Start of Block

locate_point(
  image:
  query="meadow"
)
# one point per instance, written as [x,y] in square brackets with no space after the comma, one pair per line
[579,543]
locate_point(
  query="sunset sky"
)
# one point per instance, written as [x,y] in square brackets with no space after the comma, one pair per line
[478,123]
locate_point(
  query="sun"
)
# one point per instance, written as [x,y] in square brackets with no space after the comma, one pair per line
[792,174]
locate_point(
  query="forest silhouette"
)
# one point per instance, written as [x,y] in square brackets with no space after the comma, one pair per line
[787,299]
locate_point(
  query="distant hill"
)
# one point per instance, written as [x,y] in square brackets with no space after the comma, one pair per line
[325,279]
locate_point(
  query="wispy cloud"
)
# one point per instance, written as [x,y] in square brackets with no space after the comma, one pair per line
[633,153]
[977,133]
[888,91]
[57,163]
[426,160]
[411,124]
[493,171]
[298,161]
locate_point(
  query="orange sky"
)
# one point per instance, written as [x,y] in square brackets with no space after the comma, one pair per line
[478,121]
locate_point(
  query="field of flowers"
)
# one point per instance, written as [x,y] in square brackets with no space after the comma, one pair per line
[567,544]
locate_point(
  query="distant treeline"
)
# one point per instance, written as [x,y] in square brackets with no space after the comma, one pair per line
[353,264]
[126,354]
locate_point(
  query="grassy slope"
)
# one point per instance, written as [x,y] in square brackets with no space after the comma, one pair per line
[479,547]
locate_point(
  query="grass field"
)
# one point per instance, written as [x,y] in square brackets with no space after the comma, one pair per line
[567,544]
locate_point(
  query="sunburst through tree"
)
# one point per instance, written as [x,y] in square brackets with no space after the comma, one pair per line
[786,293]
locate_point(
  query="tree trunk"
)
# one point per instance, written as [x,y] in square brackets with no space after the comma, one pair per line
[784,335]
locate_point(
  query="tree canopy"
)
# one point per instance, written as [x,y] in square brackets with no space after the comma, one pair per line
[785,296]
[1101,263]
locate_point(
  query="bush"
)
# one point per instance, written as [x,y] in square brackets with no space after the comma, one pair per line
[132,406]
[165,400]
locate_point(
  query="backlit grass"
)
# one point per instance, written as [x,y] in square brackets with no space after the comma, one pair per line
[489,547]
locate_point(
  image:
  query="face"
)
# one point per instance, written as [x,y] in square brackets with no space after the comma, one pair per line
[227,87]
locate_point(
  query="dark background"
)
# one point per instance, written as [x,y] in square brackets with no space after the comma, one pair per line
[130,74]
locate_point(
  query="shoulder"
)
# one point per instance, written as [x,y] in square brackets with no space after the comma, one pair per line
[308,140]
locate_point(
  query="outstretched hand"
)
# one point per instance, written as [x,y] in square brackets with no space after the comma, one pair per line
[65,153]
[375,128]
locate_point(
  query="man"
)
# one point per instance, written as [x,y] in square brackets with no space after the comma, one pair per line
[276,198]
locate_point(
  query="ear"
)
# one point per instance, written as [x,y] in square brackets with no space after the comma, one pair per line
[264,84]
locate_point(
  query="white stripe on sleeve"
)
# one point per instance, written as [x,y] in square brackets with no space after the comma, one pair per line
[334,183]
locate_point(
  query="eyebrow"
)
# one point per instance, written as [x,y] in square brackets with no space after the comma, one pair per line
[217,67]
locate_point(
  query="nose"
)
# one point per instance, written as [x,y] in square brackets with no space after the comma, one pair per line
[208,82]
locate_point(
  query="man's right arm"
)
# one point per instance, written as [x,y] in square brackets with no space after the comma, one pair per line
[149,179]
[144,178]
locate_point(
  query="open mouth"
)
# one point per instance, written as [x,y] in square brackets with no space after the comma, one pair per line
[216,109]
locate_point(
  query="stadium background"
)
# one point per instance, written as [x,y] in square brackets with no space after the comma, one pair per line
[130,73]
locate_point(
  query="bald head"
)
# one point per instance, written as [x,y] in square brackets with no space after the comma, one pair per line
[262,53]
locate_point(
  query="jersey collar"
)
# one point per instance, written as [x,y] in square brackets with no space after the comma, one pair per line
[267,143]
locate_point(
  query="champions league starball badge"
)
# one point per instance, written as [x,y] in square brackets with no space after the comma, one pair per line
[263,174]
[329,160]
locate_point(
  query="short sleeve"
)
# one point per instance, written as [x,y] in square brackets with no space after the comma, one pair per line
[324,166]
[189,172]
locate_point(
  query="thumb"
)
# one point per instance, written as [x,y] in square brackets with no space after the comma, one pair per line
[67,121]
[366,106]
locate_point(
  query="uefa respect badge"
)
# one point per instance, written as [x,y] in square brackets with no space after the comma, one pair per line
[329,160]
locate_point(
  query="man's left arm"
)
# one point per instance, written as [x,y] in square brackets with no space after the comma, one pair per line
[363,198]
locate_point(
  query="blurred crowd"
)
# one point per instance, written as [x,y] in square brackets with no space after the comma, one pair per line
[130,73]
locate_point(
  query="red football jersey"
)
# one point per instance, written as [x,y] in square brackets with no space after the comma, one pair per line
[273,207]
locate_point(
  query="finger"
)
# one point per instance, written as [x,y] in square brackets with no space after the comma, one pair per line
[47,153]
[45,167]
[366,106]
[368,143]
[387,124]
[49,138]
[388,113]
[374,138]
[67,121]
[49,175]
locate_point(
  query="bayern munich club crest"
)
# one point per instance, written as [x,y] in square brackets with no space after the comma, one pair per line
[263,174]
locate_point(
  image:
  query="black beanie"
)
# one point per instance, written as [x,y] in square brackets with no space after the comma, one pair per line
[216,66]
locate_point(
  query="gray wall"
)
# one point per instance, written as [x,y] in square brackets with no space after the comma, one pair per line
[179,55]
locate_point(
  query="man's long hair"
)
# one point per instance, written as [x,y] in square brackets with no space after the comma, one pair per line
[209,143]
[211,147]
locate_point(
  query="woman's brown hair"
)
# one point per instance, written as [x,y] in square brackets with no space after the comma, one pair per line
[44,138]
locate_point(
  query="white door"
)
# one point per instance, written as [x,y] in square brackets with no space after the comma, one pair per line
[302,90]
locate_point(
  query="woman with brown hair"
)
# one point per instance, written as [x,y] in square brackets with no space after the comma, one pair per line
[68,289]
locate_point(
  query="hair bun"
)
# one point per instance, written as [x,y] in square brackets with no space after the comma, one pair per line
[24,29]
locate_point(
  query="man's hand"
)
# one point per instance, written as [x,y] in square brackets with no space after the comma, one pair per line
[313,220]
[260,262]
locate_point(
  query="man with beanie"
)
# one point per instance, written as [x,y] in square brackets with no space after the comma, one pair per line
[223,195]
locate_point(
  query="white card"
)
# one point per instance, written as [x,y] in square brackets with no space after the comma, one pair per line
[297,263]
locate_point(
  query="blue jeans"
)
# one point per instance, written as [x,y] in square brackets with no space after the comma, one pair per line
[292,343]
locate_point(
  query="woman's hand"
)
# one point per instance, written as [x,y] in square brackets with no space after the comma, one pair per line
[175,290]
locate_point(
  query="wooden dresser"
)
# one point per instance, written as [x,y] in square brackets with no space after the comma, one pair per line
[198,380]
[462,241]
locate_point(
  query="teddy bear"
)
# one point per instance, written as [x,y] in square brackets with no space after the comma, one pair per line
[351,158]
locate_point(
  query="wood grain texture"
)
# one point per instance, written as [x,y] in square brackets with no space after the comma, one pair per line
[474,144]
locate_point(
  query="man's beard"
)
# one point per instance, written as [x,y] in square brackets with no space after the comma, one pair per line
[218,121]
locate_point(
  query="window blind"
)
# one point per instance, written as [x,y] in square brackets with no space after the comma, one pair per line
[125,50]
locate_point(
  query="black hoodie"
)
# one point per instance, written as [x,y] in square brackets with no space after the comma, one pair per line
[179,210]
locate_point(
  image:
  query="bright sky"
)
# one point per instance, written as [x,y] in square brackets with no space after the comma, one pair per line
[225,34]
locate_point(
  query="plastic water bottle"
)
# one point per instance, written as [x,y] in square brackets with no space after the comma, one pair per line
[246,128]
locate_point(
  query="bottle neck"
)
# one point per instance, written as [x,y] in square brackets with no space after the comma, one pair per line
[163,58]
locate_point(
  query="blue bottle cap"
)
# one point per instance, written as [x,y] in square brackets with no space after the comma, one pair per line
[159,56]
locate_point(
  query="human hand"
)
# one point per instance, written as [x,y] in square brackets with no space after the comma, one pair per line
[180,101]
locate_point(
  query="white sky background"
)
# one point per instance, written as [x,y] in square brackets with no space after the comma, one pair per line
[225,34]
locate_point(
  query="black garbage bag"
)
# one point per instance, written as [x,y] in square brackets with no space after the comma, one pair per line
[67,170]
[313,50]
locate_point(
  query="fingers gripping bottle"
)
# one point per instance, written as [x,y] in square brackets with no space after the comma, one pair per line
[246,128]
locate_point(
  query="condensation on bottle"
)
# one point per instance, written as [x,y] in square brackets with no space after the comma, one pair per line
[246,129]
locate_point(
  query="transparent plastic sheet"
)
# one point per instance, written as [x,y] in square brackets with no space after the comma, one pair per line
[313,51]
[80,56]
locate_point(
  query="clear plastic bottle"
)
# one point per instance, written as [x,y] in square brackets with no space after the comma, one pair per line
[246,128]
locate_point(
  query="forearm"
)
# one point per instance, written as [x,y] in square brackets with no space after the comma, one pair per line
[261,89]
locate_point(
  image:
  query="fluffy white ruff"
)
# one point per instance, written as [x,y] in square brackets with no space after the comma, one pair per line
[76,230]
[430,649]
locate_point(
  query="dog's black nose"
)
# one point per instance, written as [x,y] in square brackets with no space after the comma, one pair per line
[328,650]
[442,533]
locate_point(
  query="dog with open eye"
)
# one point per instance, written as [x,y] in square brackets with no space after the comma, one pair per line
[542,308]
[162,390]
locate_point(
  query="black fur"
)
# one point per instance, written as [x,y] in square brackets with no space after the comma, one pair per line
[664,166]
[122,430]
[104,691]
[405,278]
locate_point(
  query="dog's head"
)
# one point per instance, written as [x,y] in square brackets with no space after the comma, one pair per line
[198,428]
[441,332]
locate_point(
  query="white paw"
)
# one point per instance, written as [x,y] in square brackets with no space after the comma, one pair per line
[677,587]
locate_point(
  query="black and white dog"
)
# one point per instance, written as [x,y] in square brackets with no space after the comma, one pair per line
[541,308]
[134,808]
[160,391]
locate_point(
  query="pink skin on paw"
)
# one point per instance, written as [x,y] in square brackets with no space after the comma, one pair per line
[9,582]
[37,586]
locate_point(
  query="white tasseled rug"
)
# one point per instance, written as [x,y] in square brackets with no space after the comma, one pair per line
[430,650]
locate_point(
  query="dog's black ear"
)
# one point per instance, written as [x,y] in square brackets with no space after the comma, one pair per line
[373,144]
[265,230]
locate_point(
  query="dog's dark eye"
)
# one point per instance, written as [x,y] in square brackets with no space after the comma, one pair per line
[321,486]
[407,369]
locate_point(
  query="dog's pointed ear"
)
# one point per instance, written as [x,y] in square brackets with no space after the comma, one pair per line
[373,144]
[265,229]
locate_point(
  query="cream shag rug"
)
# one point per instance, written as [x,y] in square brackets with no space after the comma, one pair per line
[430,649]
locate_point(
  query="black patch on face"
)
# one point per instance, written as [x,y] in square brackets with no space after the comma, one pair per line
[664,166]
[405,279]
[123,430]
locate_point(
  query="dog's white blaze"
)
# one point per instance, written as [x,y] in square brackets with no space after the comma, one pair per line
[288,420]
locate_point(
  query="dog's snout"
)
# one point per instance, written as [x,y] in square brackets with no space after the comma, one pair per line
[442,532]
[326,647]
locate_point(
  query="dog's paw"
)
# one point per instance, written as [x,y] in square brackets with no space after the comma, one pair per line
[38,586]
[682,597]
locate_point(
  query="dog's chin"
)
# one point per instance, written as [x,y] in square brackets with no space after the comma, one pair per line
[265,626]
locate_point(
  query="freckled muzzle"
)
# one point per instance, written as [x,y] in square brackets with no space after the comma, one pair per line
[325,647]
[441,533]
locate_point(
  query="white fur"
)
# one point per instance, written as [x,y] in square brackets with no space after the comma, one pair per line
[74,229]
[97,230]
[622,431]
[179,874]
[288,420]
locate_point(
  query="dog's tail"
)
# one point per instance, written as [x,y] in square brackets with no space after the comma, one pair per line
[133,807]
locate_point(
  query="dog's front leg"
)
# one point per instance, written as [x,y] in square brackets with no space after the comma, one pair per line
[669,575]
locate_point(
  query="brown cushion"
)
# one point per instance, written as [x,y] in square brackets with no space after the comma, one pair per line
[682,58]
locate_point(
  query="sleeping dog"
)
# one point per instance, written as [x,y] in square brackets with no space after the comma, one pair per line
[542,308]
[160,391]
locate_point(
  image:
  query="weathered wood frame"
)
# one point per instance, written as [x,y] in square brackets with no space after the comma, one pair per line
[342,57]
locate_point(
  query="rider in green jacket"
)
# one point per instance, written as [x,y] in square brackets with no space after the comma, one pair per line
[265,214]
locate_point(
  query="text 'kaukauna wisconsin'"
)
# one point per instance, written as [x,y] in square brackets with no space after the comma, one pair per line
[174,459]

End of Block

• About this exercise
When a line in the material above includes the word "sleeve", copy that line.

• Result for this exercise
  query="white stripe on sleeve"
  query="short sleeve"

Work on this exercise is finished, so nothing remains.